Information provided:
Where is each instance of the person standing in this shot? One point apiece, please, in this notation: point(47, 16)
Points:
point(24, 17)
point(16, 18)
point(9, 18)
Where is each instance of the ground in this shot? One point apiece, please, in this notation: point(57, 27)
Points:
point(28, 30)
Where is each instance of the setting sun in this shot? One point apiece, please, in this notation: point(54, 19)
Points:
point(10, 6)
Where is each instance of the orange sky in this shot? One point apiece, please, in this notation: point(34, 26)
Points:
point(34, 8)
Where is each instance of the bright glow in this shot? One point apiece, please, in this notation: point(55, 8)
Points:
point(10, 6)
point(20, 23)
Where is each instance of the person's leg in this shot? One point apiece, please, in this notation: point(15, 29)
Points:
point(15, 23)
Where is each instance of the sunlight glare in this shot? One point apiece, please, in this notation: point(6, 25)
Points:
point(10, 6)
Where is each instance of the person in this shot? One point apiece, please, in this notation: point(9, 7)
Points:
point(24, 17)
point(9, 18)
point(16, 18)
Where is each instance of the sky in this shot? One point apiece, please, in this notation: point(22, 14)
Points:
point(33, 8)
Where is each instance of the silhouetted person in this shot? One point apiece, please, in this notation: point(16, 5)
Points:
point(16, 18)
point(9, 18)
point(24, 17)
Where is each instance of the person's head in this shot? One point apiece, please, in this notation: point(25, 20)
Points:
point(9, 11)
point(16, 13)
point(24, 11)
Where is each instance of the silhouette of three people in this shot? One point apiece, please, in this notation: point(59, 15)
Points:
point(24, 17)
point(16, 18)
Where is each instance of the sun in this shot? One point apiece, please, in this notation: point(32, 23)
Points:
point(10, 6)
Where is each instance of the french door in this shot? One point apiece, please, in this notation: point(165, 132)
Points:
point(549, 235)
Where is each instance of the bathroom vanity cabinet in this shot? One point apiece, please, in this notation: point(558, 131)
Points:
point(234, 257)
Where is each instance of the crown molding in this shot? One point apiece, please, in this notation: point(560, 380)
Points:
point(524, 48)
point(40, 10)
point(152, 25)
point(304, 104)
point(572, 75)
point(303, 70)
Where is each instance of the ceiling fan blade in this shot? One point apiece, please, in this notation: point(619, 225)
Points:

Objective: Rewrite only the lines of the records from the one containing "Where is each instance of the sky" through the end of the records, inclusive, keeping the requests. Multiply every point coordinate in the answers by 0.65 and round to whole numbers, with halves going up, but leave the numbers in the requests and their format samples unchanged.

The answer:
Where is each instance of the sky in this shot? One point apiece, please, in this notation: point(22, 14)
Points:
point(21, 5)
Where is each instance of the silhouetted person in this shot? One point apiece, please, in this notation: point(16, 5)
Points:
point(10, 12)
point(6, 12)
point(16, 11)
Where is each instance of the person's head in this shot? One point apiece, please, in this notation: point(25, 20)
Points:
point(6, 7)
point(10, 8)
point(16, 7)
Where is each instance of the silhouette of three people in this shot? One point apiece, please, in this notation: point(59, 15)
Points:
point(16, 11)
point(10, 12)
Where is each instance of the sun in this shot? One point apiece, please, in this notation: point(32, 23)
Points:
point(7, 4)
Where is each instance of the french door in this shot? One point apiece, please, in this notation: point(165, 132)
Points:
point(357, 153)
Where is each instance of the bathroom vanity cabinet in this shot? One point apiece, please, in this notation: point(558, 131)
Points:
point(152, 167)
Where is each instance of the crown molding in this shot? One point apiece, please, in this notation: point(560, 380)
Points:
point(341, 31)
point(26, 7)
point(99, 16)
point(198, 68)
point(372, 49)
point(197, 46)
Where is each instance of the ceiling fan blade in this shot? One point apiece, please, in this notation: point(619, 225)
Points:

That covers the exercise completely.